TRY IT:
Up to the line containing "Query: white ribbon bow on chair", nothing is kept; from that line through the end of the data below, output every line exactly.

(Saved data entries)

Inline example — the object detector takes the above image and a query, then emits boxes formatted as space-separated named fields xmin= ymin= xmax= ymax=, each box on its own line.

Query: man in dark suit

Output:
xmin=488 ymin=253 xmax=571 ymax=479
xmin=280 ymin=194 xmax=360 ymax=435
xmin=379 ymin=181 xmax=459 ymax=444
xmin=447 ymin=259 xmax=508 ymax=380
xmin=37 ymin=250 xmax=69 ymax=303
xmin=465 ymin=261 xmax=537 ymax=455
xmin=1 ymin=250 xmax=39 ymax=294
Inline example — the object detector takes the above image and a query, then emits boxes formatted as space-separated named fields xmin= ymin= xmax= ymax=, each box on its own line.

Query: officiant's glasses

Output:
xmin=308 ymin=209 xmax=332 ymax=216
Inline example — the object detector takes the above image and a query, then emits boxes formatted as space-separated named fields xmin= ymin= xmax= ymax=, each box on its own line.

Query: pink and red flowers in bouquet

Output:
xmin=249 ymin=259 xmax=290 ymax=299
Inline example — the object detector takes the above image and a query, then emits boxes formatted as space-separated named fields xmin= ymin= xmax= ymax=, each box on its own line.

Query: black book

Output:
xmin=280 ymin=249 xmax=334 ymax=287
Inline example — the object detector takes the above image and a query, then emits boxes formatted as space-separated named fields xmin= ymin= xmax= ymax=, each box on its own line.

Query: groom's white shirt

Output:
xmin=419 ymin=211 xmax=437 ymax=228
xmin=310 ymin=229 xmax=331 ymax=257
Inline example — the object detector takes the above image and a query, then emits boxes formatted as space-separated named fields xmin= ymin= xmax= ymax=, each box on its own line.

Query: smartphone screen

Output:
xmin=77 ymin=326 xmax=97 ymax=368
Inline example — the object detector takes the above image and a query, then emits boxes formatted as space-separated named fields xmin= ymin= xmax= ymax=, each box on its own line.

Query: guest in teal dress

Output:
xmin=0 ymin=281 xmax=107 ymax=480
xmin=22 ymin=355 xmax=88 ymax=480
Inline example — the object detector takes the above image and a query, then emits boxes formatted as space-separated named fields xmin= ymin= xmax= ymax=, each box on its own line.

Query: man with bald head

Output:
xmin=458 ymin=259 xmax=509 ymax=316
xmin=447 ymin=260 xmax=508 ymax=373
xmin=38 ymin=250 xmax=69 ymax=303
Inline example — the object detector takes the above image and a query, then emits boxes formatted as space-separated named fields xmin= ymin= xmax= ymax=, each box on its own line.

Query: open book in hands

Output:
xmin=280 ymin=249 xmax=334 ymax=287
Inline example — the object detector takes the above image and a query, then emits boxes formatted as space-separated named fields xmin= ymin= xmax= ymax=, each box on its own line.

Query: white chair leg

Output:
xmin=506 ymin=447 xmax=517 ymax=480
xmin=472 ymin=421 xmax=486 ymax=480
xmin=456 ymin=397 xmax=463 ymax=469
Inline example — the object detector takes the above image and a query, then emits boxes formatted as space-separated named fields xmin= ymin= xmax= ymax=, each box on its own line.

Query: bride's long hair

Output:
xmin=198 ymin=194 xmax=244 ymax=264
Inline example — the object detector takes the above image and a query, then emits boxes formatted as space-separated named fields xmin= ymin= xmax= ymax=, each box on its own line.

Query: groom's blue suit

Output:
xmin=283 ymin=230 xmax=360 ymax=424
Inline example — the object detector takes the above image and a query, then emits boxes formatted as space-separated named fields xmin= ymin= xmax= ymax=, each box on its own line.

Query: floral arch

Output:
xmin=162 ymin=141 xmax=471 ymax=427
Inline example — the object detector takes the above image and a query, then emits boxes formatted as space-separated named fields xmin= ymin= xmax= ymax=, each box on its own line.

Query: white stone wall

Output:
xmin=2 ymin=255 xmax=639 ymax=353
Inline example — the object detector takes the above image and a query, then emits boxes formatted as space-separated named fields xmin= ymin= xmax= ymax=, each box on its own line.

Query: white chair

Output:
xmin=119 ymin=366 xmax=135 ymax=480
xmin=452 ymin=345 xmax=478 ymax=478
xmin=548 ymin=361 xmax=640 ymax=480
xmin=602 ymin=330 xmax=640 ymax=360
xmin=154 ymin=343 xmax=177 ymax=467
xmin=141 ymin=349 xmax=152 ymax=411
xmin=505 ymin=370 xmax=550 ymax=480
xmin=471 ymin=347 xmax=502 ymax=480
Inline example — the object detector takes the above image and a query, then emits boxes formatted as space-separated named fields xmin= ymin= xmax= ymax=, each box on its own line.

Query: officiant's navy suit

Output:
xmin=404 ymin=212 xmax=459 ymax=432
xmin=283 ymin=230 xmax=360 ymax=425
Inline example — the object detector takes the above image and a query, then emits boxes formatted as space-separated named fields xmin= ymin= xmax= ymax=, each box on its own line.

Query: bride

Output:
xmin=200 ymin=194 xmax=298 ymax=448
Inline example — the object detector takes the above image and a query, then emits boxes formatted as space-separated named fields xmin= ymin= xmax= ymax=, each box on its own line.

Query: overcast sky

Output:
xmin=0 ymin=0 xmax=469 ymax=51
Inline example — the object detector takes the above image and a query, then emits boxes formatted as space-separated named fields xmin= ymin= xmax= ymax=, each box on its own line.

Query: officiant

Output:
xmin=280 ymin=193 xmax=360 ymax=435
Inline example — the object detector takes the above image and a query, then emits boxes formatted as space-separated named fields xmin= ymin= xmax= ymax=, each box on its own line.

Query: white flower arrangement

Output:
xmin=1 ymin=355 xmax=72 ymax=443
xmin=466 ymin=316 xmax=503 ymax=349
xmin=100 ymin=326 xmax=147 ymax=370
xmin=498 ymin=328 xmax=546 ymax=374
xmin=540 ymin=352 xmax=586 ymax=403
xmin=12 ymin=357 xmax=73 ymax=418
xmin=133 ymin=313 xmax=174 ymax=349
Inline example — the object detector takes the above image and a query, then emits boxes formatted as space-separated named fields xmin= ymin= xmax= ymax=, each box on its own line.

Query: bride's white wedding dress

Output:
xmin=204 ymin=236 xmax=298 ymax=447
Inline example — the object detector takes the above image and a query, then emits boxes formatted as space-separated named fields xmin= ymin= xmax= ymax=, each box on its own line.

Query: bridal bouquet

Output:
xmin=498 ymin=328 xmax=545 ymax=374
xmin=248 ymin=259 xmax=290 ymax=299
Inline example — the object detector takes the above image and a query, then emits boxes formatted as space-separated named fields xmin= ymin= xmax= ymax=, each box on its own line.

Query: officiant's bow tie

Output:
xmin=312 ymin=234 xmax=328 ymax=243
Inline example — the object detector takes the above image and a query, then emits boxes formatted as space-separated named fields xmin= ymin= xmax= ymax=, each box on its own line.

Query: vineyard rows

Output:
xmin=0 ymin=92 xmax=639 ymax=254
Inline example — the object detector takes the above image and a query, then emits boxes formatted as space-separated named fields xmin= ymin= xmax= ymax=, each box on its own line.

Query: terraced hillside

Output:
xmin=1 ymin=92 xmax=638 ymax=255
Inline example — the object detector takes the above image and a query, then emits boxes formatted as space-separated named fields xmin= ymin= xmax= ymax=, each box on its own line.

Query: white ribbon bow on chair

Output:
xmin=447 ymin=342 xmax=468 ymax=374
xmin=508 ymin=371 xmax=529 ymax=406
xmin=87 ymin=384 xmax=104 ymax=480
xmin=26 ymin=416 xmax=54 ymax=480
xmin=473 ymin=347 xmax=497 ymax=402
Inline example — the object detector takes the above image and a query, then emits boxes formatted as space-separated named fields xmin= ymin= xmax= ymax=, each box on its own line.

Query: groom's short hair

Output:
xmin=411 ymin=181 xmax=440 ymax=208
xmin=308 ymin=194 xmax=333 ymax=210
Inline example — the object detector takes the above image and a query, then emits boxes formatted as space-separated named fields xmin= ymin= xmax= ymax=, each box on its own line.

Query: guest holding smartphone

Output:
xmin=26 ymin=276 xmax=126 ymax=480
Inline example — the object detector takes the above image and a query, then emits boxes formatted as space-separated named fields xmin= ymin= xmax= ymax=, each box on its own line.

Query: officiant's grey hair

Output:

RESULT OF THIS TASK:
Query: white ribbon bow on chair

Output:
xmin=447 ymin=342 xmax=468 ymax=374
xmin=508 ymin=371 xmax=529 ymax=406
xmin=87 ymin=384 xmax=104 ymax=480
xmin=26 ymin=416 xmax=54 ymax=480
xmin=473 ymin=347 xmax=497 ymax=402
Inline example — the object detector takes the above image and a query, then emits boxes formatted as space-separated named fields xmin= ymin= xmax= ymax=, each box on its own line.

Query: groom's short hair

Output:
xmin=411 ymin=181 xmax=440 ymax=208
xmin=308 ymin=194 xmax=333 ymax=210
Inline example — the object detector takes the above image and a query, then emits boxes formatted as space-separated named fields xmin= ymin= xmax= ymax=, each box on its own line.

Query: guest holding smartphone

Output:
xmin=26 ymin=276 xmax=126 ymax=480
Inline example — the object detector takes the above image and a query, then emits boxes formatted as space-separated named fields xmin= ymin= xmax= ymax=, each box on its own line.

Query: officiant's grey hair

Output:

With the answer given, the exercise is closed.